--- Given data ---

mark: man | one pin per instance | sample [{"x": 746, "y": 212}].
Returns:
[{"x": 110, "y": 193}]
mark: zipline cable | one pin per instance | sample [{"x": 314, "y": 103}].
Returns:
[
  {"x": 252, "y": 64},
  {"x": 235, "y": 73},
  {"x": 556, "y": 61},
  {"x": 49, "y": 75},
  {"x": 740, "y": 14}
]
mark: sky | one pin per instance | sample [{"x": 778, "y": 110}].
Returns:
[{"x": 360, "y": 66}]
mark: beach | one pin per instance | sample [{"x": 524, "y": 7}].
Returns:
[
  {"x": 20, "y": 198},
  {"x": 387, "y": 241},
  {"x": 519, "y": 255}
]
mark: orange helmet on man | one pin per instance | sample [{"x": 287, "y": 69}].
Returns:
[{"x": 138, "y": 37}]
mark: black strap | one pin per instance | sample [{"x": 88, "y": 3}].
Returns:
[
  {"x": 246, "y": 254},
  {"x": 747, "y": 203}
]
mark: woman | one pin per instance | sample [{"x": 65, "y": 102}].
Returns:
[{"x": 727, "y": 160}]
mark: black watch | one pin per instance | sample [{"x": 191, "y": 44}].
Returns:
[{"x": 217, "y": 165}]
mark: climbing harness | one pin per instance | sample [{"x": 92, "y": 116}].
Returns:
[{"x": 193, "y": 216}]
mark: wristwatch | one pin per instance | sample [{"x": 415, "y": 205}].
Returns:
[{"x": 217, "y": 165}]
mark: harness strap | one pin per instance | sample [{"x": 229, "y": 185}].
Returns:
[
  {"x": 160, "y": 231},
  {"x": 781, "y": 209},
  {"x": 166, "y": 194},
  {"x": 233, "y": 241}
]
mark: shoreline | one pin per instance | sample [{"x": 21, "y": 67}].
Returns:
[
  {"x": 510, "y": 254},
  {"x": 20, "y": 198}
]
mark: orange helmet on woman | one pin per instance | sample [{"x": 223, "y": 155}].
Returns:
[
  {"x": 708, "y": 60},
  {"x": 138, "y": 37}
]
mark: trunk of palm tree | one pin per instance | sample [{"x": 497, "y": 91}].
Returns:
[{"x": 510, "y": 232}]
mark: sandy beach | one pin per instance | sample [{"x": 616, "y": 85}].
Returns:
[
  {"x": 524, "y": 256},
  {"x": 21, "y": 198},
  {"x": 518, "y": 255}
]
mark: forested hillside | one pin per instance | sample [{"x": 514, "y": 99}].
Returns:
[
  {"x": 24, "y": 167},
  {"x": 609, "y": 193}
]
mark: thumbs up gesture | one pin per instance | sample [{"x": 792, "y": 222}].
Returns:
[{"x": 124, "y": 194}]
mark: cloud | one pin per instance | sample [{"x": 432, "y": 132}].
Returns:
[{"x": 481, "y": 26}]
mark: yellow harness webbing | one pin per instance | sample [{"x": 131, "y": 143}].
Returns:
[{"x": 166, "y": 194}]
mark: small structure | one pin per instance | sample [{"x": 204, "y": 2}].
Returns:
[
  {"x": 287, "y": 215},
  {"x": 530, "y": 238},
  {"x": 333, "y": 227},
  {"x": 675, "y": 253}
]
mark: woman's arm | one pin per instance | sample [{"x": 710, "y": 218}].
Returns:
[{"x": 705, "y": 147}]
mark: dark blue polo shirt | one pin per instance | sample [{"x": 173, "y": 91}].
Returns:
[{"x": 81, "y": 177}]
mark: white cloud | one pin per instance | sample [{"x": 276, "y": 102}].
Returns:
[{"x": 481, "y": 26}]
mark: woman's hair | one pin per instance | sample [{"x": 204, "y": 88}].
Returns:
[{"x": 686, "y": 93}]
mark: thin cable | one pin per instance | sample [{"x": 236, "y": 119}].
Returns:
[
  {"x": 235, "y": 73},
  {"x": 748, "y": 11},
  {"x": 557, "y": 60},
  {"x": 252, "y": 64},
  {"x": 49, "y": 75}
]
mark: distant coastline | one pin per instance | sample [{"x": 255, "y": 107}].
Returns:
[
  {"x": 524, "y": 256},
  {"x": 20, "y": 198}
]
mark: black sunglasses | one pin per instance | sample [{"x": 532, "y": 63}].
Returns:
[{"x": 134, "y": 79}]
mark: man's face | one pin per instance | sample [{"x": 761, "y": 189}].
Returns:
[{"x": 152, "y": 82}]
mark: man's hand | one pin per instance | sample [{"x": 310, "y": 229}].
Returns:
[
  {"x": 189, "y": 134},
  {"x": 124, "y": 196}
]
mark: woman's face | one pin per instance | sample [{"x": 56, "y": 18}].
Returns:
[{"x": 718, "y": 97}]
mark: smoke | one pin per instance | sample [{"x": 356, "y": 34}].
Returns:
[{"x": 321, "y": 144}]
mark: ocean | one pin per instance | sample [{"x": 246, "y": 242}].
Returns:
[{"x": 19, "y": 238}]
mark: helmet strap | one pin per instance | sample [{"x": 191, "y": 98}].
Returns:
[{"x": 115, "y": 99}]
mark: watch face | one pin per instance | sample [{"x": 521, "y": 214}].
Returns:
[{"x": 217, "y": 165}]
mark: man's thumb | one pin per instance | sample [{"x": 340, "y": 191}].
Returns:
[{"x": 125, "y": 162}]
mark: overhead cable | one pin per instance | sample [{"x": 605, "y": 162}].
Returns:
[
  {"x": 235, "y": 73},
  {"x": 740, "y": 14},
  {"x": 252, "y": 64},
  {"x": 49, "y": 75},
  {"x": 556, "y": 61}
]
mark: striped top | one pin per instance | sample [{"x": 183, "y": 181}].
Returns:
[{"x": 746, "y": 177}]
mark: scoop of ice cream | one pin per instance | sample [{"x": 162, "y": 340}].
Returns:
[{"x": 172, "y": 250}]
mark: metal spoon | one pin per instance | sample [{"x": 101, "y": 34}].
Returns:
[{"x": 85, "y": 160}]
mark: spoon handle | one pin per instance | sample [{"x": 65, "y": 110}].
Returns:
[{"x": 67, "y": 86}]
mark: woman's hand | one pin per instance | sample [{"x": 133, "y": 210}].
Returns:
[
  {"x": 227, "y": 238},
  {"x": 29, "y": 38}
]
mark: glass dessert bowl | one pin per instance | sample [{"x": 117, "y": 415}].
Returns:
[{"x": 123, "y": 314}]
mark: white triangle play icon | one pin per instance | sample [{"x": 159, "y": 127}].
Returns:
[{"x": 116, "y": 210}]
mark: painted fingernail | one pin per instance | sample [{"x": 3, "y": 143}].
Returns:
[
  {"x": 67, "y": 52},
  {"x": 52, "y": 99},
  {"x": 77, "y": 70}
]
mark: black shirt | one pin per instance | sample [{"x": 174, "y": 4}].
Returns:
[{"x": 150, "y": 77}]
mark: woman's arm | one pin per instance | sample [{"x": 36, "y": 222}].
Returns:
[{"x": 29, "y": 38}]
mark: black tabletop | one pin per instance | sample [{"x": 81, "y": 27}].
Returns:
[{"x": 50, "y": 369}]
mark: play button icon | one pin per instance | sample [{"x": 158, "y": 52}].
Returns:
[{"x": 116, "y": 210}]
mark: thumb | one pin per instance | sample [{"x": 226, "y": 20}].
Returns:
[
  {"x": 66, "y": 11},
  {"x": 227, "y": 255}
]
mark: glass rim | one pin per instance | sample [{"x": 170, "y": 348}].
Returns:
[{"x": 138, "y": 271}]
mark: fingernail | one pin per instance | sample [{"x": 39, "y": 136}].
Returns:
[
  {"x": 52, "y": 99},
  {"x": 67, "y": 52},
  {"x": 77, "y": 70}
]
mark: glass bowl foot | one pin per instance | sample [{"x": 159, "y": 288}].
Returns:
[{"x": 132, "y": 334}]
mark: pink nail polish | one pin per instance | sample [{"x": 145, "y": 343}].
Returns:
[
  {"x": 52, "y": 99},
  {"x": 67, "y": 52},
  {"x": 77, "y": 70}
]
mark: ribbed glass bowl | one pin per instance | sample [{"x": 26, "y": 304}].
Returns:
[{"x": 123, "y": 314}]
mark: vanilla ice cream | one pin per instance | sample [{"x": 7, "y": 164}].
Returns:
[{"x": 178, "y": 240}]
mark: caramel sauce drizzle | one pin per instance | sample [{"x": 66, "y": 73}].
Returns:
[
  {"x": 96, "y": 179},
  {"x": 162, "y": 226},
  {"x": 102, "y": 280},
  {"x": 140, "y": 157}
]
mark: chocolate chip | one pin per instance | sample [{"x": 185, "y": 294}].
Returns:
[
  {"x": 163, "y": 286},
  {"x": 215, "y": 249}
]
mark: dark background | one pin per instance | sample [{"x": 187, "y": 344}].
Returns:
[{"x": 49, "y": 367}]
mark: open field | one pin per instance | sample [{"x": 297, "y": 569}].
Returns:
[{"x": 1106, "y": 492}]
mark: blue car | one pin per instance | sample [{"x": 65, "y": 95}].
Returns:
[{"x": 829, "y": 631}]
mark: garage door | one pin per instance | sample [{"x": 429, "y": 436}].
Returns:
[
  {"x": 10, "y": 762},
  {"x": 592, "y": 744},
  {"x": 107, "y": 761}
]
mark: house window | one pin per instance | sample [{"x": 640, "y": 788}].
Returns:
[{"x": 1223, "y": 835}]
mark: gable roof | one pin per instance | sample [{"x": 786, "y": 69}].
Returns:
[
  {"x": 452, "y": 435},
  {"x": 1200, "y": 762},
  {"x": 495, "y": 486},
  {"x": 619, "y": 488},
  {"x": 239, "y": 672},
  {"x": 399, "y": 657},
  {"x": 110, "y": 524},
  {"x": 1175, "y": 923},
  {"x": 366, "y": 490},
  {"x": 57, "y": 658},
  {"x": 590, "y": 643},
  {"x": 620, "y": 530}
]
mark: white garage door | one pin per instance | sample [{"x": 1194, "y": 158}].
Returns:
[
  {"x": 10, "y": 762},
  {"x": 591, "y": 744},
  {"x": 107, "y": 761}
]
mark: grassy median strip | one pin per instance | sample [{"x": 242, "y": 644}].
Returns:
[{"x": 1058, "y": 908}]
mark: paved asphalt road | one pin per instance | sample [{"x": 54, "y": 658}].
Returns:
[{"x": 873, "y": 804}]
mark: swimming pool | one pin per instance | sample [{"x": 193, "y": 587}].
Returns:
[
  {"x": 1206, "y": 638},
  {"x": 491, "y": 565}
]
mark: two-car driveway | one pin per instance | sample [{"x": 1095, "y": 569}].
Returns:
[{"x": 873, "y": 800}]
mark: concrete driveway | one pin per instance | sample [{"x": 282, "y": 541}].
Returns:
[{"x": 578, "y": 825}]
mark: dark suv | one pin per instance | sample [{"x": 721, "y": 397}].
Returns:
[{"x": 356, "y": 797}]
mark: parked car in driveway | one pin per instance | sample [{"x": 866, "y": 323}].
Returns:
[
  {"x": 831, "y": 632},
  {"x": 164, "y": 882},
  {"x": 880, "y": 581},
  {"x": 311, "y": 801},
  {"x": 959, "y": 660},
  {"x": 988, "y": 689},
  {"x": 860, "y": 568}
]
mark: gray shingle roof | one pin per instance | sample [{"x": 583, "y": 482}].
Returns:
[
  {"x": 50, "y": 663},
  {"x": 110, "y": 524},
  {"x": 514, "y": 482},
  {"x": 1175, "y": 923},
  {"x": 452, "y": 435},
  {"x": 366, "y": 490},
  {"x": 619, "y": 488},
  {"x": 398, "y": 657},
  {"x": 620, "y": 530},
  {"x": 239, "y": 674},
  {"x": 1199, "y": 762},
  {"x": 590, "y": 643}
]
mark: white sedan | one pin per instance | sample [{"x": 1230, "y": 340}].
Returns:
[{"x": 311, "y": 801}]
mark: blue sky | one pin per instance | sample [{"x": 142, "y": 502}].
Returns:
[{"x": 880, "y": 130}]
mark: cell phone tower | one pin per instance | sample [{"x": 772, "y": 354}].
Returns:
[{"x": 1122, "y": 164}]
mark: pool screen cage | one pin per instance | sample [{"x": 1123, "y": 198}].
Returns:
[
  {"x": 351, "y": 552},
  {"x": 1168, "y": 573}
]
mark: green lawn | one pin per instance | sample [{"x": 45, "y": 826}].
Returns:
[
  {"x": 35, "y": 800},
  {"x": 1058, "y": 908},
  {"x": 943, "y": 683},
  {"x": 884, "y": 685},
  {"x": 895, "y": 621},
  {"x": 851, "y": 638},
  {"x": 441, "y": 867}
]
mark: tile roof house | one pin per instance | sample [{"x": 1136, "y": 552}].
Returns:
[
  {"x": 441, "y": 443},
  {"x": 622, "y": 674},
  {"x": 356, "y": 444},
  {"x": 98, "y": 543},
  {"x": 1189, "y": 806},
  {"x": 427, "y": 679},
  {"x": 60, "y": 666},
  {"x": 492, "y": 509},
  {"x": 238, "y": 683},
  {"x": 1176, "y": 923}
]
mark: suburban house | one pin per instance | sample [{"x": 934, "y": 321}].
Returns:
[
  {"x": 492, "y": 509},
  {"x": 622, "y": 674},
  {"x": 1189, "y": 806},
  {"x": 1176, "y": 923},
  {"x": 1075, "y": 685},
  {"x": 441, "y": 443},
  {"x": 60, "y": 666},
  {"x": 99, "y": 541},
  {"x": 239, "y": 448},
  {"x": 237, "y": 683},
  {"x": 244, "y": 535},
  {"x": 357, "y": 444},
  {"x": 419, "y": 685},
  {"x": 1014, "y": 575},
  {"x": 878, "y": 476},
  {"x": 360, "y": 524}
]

---

**Task instructions:**
Please go through the data and copy each line containing the word "driveway".

**The completed task:**
mark: two-car driveway | one pin per instance | sample [{"x": 1095, "y": 569}].
mark: concrete driveway | one pin per instance | sample [{"x": 282, "y": 541}].
mark: parked car in driveway | one pin per instance | sample [{"x": 866, "y": 323}].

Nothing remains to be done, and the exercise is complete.